2.4.2. Characteristics
o Each Media Stream is identified by a unique Synchronization source
(SSRC) [RFC3550] that is carried in every RTP and Real-time
Transport Control Protocol (RTCP) packet header.
o At any given point, an Media Stream can have one and only SSRC.
o Each Media Stream defines a unique RTP sequence numbering and
timing space.
o Several Media Streams could potentially map to a single Media
Source via the source transformations (See Section 3.3).
o Several Media Streams can be carried over a single RTP Session.
2.5. Media Provider
Lennox, et al. Expires January 16, 2014 [Page 6]
Internet-Draft RTP Grouping Taxonomy July 2013
A Media Provider is a logical component within the RTP Stack that is
responsible for encoding the media data from one or more Media
Sources to generate RTP Payload for the outbound Media Streams.
2.5.1. Alternate Usages
Within the SDP usage, an m=line describes the necessary configuration
required for encoding purposes.
CLUE's "Capture Encoding" provides specific encoding configuration
for this purpose.
WebRTC WG uses the term "RtcMediaStreamTrack" to qualify as source of
the media data that is encoded via the Media Provider.
2.5.2. Characteristics
o A Media Source can be multiply encoded by a given Media Provider
on-the-fly by allowing various encoded representations.
2.6. RTP Session
An RTP session is an association among a group of participants
communicating with RTP. It is a group communications channel which
can potentially carry a number of Media Streams. Within an RTP
session, every participant finds out meta-data and control
information (over RTCP) about all the Media Streams in the RTP
session. The bandwidth of the RTCP control channel is shared within
an RTP Session.

-----

▶ What to work on:
**a.** From the RTP taxonomy text, extract the passage starting at "o Several Media Streams could" and ending at "outbound Media Streams.".
**b.** Answer these questions using the RTP taxonomy text:
(i) What uniquely identifies each Media Stream?
(ii) Which term does the WebRTC WG use for the source of the media data encoded via the Media Provider?
(iii) What is shared within an RTP Session?
The rows that come next are separate material, apart from the RTP taxonomy text.

Extracted data entries:
-----

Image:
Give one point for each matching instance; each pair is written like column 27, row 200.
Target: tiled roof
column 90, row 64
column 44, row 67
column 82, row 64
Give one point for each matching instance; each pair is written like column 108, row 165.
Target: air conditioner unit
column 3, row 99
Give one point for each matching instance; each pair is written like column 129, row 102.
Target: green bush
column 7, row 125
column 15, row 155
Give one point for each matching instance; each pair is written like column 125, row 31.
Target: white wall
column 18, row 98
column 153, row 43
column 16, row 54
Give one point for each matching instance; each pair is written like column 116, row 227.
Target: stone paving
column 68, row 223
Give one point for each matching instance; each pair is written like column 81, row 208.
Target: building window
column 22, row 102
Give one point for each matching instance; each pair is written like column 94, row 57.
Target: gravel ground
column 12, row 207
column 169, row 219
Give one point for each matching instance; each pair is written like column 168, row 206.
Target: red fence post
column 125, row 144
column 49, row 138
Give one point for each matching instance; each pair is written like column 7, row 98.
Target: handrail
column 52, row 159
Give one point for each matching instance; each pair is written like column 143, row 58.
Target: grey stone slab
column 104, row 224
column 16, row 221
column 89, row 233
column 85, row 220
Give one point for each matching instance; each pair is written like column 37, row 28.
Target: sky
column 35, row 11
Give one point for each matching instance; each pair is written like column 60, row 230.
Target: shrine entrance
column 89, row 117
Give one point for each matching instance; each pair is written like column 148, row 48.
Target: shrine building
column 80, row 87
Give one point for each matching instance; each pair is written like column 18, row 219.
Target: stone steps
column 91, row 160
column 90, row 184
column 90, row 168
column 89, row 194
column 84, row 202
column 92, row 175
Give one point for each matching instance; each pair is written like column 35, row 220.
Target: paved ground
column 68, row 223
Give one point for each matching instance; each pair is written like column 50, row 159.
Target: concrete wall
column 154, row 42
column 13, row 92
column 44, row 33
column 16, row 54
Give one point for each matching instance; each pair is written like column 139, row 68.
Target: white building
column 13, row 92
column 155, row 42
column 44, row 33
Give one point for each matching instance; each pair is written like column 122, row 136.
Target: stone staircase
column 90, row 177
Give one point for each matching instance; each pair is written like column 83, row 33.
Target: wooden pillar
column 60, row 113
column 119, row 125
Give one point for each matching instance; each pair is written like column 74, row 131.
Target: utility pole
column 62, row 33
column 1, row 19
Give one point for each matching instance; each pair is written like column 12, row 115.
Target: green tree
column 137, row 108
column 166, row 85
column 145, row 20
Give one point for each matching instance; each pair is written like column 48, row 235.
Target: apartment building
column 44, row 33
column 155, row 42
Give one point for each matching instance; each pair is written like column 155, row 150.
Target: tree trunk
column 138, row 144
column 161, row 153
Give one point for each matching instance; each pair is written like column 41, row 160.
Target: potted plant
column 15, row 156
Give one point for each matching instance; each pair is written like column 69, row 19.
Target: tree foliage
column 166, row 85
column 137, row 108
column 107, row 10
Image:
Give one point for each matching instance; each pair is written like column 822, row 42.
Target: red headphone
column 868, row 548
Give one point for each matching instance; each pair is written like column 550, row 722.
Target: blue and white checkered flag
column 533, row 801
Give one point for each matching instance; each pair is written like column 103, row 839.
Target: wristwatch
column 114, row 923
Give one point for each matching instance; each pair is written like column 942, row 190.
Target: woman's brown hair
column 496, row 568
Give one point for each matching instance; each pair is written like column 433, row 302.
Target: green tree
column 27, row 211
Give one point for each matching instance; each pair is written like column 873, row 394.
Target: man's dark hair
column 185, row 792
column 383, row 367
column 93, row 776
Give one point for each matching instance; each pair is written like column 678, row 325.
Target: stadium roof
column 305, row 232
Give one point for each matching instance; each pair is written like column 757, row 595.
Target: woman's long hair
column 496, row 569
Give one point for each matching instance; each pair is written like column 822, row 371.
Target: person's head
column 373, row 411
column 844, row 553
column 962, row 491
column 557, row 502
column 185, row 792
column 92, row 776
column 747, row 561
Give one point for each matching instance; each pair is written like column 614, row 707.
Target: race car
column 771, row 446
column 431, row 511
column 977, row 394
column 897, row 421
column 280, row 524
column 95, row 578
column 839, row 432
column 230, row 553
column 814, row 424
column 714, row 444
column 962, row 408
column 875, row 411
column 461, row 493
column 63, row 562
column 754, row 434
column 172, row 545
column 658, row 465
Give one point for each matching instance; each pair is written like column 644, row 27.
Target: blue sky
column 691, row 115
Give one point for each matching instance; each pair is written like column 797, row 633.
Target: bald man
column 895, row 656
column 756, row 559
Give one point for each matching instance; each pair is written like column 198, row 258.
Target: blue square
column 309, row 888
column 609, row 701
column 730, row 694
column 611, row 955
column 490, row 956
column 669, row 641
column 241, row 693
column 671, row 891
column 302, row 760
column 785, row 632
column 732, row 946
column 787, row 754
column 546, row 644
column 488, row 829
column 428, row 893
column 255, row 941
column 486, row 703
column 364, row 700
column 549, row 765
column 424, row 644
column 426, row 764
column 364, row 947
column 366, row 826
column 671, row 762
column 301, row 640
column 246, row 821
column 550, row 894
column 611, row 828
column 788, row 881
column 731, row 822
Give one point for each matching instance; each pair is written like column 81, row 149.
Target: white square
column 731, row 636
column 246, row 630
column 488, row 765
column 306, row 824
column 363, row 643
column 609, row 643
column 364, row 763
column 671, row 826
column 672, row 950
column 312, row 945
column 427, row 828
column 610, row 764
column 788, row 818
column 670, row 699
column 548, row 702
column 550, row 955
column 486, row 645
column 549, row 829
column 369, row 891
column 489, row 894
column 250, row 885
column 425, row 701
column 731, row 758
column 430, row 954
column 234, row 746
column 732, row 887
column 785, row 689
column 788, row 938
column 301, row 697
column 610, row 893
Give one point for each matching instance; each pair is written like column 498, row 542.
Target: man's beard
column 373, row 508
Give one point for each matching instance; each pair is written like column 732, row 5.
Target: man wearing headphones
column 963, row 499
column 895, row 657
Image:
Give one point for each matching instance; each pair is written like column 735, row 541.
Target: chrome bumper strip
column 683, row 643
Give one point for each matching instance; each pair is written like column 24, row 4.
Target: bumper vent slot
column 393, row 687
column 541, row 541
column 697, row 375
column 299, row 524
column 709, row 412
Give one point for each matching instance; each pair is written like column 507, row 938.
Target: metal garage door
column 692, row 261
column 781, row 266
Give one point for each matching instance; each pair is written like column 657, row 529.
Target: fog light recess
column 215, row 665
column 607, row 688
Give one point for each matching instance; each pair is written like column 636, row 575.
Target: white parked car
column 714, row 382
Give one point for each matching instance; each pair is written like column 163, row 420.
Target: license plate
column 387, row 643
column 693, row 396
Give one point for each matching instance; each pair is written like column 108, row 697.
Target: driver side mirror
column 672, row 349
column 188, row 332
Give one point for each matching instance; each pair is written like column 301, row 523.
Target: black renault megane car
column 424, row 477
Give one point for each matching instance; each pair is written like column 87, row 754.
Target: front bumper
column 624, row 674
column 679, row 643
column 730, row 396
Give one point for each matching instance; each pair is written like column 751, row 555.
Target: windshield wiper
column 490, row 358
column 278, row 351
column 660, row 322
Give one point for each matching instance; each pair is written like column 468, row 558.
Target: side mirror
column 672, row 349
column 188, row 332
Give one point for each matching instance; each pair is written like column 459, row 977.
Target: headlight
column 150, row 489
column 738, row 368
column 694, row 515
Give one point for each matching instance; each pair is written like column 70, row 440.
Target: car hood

-----

▶ Problem solutions:
**a.**
o Several Media Streams could potentially map to a single Media
Source via the source transformations (See Section 3.3).
o Several Media Streams can be carried over a single RTP Session.
2.5. Media Provider
Lennox, et al. Expires January 16, 2014 [Page 6]
Internet-Draft RTP Grouping Taxonomy July 2013
A Media Provider is a logical component within the RTP Stack that is
responsible for encoding the media data from one or more Media
Sources to generate RTP Payload for the outbound Media Streams.

**b.**
(i) A unique Synchronization source (SSRC), carried in every RTP and RTCP packet header.
(ii) "RtcMediaStreamTrack".
(iii) The bandwidth of the RTCP control channel.